>> Start Listing

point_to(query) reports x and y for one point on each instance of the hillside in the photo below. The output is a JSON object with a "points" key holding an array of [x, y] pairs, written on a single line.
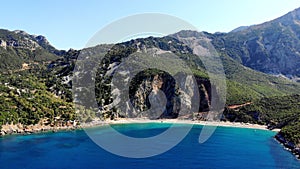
{"points": [[37, 80], [271, 47]]}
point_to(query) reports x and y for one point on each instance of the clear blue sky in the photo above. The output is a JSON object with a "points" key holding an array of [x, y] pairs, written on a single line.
{"points": [[71, 23]]}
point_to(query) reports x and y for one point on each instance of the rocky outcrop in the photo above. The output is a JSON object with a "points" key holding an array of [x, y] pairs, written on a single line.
{"points": [[295, 149]]}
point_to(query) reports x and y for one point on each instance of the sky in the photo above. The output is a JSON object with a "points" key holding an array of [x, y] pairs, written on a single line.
{"points": [[71, 23]]}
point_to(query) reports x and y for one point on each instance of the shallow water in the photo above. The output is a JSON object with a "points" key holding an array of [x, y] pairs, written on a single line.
{"points": [[227, 148]]}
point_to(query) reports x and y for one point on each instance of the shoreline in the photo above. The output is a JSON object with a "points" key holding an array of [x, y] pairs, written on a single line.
{"points": [[181, 121], [35, 129]]}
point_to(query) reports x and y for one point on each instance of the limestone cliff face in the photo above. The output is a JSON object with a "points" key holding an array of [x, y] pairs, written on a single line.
{"points": [[159, 96]]}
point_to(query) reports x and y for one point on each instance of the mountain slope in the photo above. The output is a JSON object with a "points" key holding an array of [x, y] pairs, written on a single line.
{"points": [[19, 50], [271, 47]]}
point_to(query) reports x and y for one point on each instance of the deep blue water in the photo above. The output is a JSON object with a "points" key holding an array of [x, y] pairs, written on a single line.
{"points": [[227, 148]]}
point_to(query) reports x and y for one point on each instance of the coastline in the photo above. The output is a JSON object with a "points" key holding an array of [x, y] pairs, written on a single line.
{"points": [[18, 129], [181, 121]]}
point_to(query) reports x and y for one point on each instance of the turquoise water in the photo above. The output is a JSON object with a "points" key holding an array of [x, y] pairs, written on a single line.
{"points": [[227, 148]]}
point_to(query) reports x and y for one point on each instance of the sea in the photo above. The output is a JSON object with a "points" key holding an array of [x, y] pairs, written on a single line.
{"points": [[228, 147]]}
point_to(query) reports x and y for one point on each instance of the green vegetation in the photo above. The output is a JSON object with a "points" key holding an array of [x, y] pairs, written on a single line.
{"points": [[276, 112], [25, 99]]}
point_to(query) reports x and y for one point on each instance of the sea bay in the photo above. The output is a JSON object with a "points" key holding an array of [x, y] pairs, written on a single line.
{"points": [[228, 147]]}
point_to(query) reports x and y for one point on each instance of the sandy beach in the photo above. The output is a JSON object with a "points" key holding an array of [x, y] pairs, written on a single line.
{"points": [[196, 122]]}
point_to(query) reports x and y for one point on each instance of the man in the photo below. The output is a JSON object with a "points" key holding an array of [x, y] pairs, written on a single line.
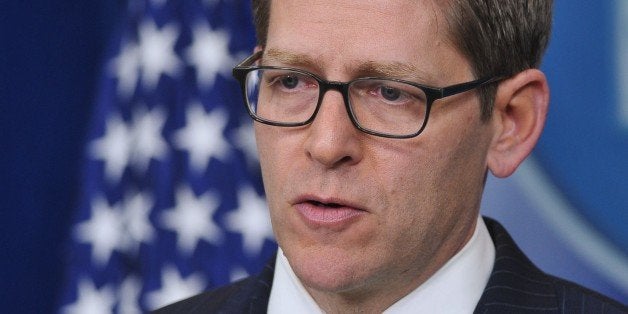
{"points": [[376, 124]]}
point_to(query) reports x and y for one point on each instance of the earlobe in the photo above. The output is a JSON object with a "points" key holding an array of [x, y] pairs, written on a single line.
{"points": [[521, 105]]}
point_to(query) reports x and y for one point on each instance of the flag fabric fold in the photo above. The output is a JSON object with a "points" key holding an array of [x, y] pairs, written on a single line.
{"points": [[171, 201]]}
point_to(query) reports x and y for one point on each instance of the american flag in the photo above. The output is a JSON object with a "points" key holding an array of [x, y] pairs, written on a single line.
{"points": [[171, 201]]}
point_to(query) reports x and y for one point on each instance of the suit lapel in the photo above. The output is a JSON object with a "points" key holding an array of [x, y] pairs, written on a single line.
{"points": [[515, 284]]}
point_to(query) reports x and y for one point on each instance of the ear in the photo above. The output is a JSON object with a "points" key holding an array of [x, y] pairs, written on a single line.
{"points": [[521, 104]]}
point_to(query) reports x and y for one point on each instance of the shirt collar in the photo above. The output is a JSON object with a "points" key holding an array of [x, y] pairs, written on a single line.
{"points": [[454, 288]]}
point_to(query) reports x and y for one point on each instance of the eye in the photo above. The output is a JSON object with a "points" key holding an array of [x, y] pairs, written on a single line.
{"points": [[390, 93], [289, 81]]}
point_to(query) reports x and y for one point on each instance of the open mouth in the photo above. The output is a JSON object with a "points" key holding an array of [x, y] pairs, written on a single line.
{"points": [[329, 205]]}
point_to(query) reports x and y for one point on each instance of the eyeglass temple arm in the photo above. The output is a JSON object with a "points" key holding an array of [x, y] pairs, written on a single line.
{"points": [[463, 87]]}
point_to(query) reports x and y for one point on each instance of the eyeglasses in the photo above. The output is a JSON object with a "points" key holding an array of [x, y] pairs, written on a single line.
{"points": [[385, 107]]}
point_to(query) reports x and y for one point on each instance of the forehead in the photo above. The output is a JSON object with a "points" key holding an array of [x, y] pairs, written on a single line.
{"points": [[347, 34]]}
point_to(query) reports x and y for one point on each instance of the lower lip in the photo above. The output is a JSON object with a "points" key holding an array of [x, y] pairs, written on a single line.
{"points": [[320, 216]]}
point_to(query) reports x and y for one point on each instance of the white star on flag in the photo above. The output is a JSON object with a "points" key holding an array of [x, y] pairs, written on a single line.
{"points": [[192, 219], [174, 287], [203, 136], [169, 202], [103, 231], [157, 54], [251, 220], [209, 54]]}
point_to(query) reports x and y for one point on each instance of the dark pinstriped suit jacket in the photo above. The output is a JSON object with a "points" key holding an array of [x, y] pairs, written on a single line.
{"points": [[515, 286]]}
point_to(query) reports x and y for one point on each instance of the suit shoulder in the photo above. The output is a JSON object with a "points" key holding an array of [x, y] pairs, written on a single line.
{"points": [[206, 302], [575, 298]]}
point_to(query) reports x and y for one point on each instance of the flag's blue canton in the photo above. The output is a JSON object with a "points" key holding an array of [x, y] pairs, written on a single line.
{"points": [[172, 201]]}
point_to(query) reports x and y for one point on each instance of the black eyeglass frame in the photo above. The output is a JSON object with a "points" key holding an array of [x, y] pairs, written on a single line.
{"points": [[241, 71]]}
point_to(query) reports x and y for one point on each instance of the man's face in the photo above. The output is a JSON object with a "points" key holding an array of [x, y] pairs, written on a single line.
{"points": [[357, 214]]}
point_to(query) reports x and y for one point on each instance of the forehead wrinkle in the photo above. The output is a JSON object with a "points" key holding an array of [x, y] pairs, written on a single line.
{"points": [[398, 70], [371, 68], [287, 58]]}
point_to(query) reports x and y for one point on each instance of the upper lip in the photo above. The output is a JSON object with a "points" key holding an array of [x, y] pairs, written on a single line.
{"points": [[328, 201]]}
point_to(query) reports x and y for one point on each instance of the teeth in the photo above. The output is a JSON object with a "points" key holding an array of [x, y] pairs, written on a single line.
{"points": [[333, 205]]}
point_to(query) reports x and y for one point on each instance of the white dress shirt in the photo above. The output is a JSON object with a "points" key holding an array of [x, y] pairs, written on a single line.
{"points": [[454, 288]]}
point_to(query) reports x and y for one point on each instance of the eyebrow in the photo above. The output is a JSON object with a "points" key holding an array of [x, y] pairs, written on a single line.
{"points": [[369, 68]]}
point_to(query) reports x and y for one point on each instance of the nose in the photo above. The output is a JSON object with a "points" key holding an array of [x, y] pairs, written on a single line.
{"points": [[333, 140]]}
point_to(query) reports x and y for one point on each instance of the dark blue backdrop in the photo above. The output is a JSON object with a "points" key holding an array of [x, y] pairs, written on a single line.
{"points": [[50, 54], [49, 62]]}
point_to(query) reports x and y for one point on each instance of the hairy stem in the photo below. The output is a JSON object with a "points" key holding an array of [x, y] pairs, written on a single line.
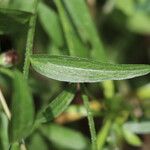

>> End Listing

• Goal of the exercise: Turn all of the entries above into a numbered list, one line per item, with blank lines dropped. Leave the pictures out of your answer.

• Correct output:
1. point_to(query) reports x and y for one point on each instance of the hillside in the photo below. The output is a JSON object with a "points" key holding an array of [x, y] pairs, written on a single line.
2. {"points": [[37, 80], [271, 47]]}
3. point_to(query) reports x and y for one point on each instance of the clear blue sky in the photo above. The output is a JSON object with a "points" key holding an array of [x, y] pairs, written on a single line.
4. {"points": [[71, 23]]}
5. point_to(query) reports x and y for one point on each instance of the rocky outcrop in the photo above. The output is a JSON object with a "points" key holding an array of [x, y] pairs, written on a single line.
6. {"points": [[295, 149]]}
7. point_to(query) reports x and y for one point on each instance of the sky in the photo above. The output is a JSON object with a "points" key holding an array of [x, y] pairs, written on a single line.
8. {"points": [[71, 23]]}
9. point_to(query) reports x and y for one point on each instance of the shallow water in the photo above. The output is a JSON object with a "points" key holding an array of [x, y] pairs, written on a single line.
10. {"points": [[227, 148]]}
11. point_to(query) reports x and y for one point on each instance of the shoreline in the photo above. The output is a JSON object with a "points" key holding an array of [x, y] pairs, written on a single line.
12. {"points": [[181, 121], [35, 129]]}
13. point_to(query) reports x and y for one point on each instance of the limestone cliff face in the photo above. The output is a JSON object with a "points" key holding an array of [x, y] pairs, written on a single line.
14. {"points": [[159, 96]]}
15. point_to(query) reports x and y for one point on each instance of the mountain slope in the photo above. The output is a JSON object with a "points" key holding an array of [x, y] pairs, written on a single line.
16. {"points": [[19, 50], [271, 47]]}
17. point_to(query) reports x and y for one point on each instance of the deep blue water in the photo above. The output is a JSON object with a "points" key holding an array of [x, y] pairs, written on a single line.
18. {"points": [[227, 148]]}
19. point_to(query) reports x and y for one point on each instance of the coastline in the photo above. The output is a JSON object with a "points" key holding an array of [x, y] pairs, written on a single line.
20. {"points": [[18, 129], [181, 121]]}
21. point_to(query) reports x and y for one point on each instance of the turquoise water in the photo above. The output is a JSON object with a "points" key holding an array of [x, y] pairs, written on a single line.
22. {"points": [[227, 148]]}
23. point_to(query) reports x and y for one point on each instance of the sea in the photo above. The output is a JSON object with a "points" key holding an array of [x, y] pairs, written on a single line.
24. {"points": [[228, 147]]}
25. point_to(query) reports x and y for one point on each instance of the green vegetation in the photo above. The output is a JSON object with a "points" key holding an array of [x, y] pairs, written on a single line.
26. {"points": [[276, 112], [25, 99]]}
27. point_to(query) reports x and y for one point on each instance of the sea bay in the photo above. The output is a JSON object with a "points" key holding an array of [x, y] pairs, written on a single line.
28. {"points": [[228, 147]]}
29. point_to(query) reports x and y for one point on each instance of the sandy beach in the photo above. The output is a JSON object with a "points" key holding an array of [x, y] pairs, written on a single line.
30. {"points": [[196, 122]]}
31. point_to(query) reports x and y for one point on each instance of the man in the photo below. The output is a JSON object with a "points" key holding an array of [x, y] pairs, written on a single line.
32. {"points": [[376, 124]]}
33. point_to(query) reports x and y for one point on each instance of the earlobe in the photo above. The output is a JSON object with a "points" key holding an array of [x, y] pairs, written on a single line.
34. {"points": [[521, 105]]}
35. point_to(query) reports x and y for one point on each instance of the flag fabric fold in the photo above. The output is a JSON object with a "points" key holding an array of [x, y] pairs, written on a single line.
36. {"points": [[171, 201]]}
37. point_to(query) reports x and y for one point on each instance of the american flag in the photo above. The output is a JSON object with a "points" key holding an array of [x, y] pairs, written on a single line.
38. {"points": [[171, 201]]}
39. point_to(query) reports x and y for one point on each instance of the suit lapel in the photo above. The output is a JSON object with a "points" key holding an array of [x, y] pairs, written on a single line.
40. {"points": [[515, 284]]}
41. point_to(query) reports x and y for one point on each instance of the ear in the photo above. The output is a JSON object with a "points" key holding an array of [x, y] pairs, written on a single line.
42. {"points": [[521, 104]]}
43. point_to(query) reports x and y for one point on each instance of the shirt collar in the photo above. The output is a JSON object with a "points" key holding an array of [x, y] pairs, written on a single line.
44. {"points": [[454, 288]]}
45. point_to(query) reports x and y for one point on each instance of the eye in the photo above. The output is a JSON object with a "points" key holding an array of [x, y] pairs, written on a single line.
46. {"points": [[390, 93], [289, 81]]}
47. point_to(query) reports x and y for one point on each instance of the open mouth in the photo above. The output is a JSON object with a "points" key holding an array of [x, y] pairs, written on a single line.
48. {"points": [[329, 205]]}
49. point_to(query) reports x and y for one point on each instance of the eyeglass temple arm in the photo above. The output is a JSON object with a "points" key holding an array of [x, y] pairs, written on a single line.
50. {"points": [[463, 87]]}
51. point_to(query) reports x and y for one point on each instance of the eyeglasses in the photo above. The output is a JSON object with a "points" key holding an array of [x, y] pairs, written on a single line.
52. {"points": [[385, 107]]}
53. point_to(query) reports x and y for one point on each instance of the forehead in the photo above. The output is a JSON object with a "points" key holding an array of [x, y] pairs, written on a single line.
54. {"points": [[347, 34]]}
55. point_to(query) reports x and y for one point on each instance of the lower lip in the photo above. The output is a JSON object with a "points" key holding an array of [x, y] pairs, written on a single line.
56. {"points": [[320, 216]]}
57. point_to(query) reports x and y for one point on each instance of the white star on flag in the photo above. The output is a JSON object with a "points" key holding an array of [x, y] pairs, written on a single line.
58. {"points": [[192, 219], [174, 287], [203, 136], [169, 202], [103, 231], [157, 54], [251, 220], [209, 54]]}
59. point_to(query) reports x and y for one point on each instance of the dark pinstriped suit jacket in the photo above. The output is a JSON object with a "points" key holding an array of [x, y] pairs, written on a single line.
60. {"points": [[515, 286]]}
61. point_to(query) reports x and y for one point on each instance of the suit shoulder in the photo above. The output is a JSON object with a "points" key holding an array of [x, y] pairs, written on a single line.
62. {"points": [[206, 302], [575, 298]]}
63. point_to(query) reports x and y for one point on each instance of the flag's blue canton in the photo above. The output is a JSON object with a "points" key holding an array of [x, y] pairs, written on a single line.
64. {"points": [[172, 201]]}
65. point_to(query) reports x and y for one point on each instance of the black eyeglass frame in the photo above. The output is a JSON object with a "points" key holding an array of [x, y] pairs, written on a single line.
66. {"points": [[241, 71]]}
67. point_to(query) reports x and y for one point on each instance of the man's face in the photo above. The output is a JSON object with a "points" key holding an array of [x, y] pairs, written on a single line.
68. {"points": [[357, 214]]}
69. point_to(query) reports x and y for one point on each instance of the forehead wrinkle in the photo above. The output is a JSON object with a "points" key holding an array of [x, y] pairs, written on a single line.
70. {"points": [[398, 70], [371, 68], [287, 58]]}
71. point_to(query) reports x and y for one point on each instance of the upper lip in the photo above. The output is a JSON object with a "points" key holding an array of [x, y] pairs, written on a single line.
72. {"points": [[328, 201]]}
73. point_to(query) reports x and y for one point on each instance of the teeth in the photo above. The output is a JSON object with a "points" key holding an array of [x, y] pairs, written on a single line.
74. {"points": [[333, 205]]}
75. point_to(query) reports x and y for one point on each instance of the white dress shirt in the photo above. The output is a JSON object with a "points" key holding an array of [x, y] pairs, written on a single line.
76. {"points": [[454, 288]]}
77. point_to(query) reports x and y for one point on each instance of the eyebrow in the photo above. The output is a JSON object with a "points" key holding an array of [x, y] pairs, written on a single line.
78. {"points": [[369, 68]]}
79. point_to(query) reports x and y for one point on each instance of the nose in the photo above. The output is a JSON object with a "points" key holding an array of [x, y] pairs, written on a single line.
80. {"points": [[333, 140]]}
81. point_to(query) reports x and y for one point on each instance of the dark blue backdrop in the photo above. The output is a JSON object with a "points" key holding an array of [x, y] pairs, written on a single line.
82. {"points": [[50, 54], [49, 62]]}
83. point_to(query) reports x and y for one point on each instance of the hairy stem in the photo below. The output is a JSON object with a "points" key holding an array of [x, y] pairs, written on a single line.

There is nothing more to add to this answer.